> [Task to complete]
Pick out every line of the records below that contains the word "bird", and copy each of those lines in full.

> [Object detection data]
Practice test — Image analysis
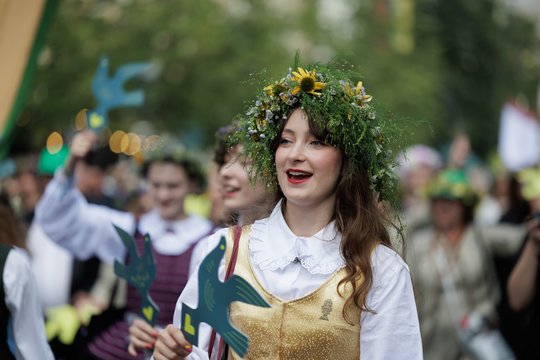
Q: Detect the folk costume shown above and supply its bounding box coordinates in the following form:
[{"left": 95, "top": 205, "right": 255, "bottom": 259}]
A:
[
  {"left": 174, "top": 202, "right": 422, "bottom": 359},
  {"left": 36, "top": 171, "right": 213, "bottom": 360},
  {"left": 407, "top": 169, "right": 526, "bottom": 360}
]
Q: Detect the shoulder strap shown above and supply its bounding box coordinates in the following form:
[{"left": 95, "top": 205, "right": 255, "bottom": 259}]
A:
[{"left": 208, "top": 225, "right": 242, "bottom": 359}]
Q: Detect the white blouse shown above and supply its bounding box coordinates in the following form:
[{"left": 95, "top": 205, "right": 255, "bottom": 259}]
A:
[
  {"left": 36, "top": 170, "right": 212, "bottom": 273},
  {"left": 2, "top": 248, "right": 54, "bottom": 360},
  {"left": 174, "top": 202, "right": 422, "bottom": 360}
]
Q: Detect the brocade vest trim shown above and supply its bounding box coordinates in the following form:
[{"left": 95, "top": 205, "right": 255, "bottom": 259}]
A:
[{"left": 226, "top": 226, "right": 360, "bottom": 360}]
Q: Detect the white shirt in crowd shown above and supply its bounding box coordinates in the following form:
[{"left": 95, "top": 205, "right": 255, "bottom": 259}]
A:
[
  {"left": 36, "top": 170, "right": 212, "bottom": 273},
  {"left": 3, "top": 248, "right": 54, "bottom": 360}
]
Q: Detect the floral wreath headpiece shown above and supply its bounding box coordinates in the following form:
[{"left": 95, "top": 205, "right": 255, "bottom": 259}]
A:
[{"left": 231, "top": 59, "right": 397, "bottom": 206}]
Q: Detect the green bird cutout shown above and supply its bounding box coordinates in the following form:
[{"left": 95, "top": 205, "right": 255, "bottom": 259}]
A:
[
  {"left": 114, "top": 225, "right": 159, "bottom": 326},
  {"left": 180, "top": 236, "right": 270, "bottom": 357}
]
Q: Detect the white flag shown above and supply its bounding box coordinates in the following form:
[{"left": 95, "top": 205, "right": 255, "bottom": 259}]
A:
[{"left": 499, "top": 102, "right": 540, "bottom": 172}]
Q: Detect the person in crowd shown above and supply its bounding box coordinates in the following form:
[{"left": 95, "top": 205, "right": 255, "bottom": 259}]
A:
[
  {"left": 0, "top": 193, "right": 54, "bottom": 360},
  {"left": 507, "top": 166, "right": 540, "bottom": 360},
  {"left": 407, "top": 169, "right": 526, "bottom": 360},
  {"left": 130, "top": 124, "right": 272, "bottom": 356},
  {"left": 397, "top": 144, "right": 443, "bottom": 232},
  {"left": 36, "top": 131, "right": 213, "bottom": 360},
  {"left": 154, "top": 60, "right": 422, "bottom": 360}
]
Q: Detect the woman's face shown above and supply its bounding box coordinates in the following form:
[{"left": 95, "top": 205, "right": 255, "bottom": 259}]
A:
[
  {"left": 148, "top": 162, "right": 191, "bottom": 221},
  {"left": 275, "top": 109, "right": 342, "bottom": 208},
  {"left": 432, "top": 199, "right": 465, "bottom": 230},
  {"left": 219, "top": 146, "right": 267, "bottom": 213}
]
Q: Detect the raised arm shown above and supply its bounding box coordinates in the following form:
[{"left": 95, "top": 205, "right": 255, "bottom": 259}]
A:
[{"left": 36, "top": 132, "right": 135, "bottom": 263}]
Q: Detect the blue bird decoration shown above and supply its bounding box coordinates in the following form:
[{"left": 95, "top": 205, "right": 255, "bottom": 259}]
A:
[
  {"left": 87, "top": 57, "right": 151, "bottom": 131},
  {"left": 181, "top": 236, "right": 270, "bottom": 357},
  {"left": 114, "top": 225, "right": 159, "bottom": 326}
]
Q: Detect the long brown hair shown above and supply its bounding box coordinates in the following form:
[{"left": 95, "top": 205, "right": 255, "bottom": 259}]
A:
[
  {"left": 334, "top": 159, "right": 393, "bottom": 317},
  {"left": 0, "top": 192, "right": 26, "bottom": 249},
  {"left": 272, "top": 109, "right": 399, "bottom": 321}
]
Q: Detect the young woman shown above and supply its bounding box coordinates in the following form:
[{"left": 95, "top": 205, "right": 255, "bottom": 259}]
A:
[
  {"left": 154, "top": 60, "right": 422, "bottom": 360},
  {"left": 32, "top": 131, "right": 213, "bottom": 360},
  {"left": 0, "top": 193, "right": 54, "bottom": 360},
  {"left": 129, "top": 125, "right": 271, "bottom": 356}
]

> [Solution to the exercise]
Q: Detect the green bird cutout shown above and supply its bounding box coordinates in the following form:
Q: Detect the blue bird decoration shown above and supply its bounding box coordinates in the following form:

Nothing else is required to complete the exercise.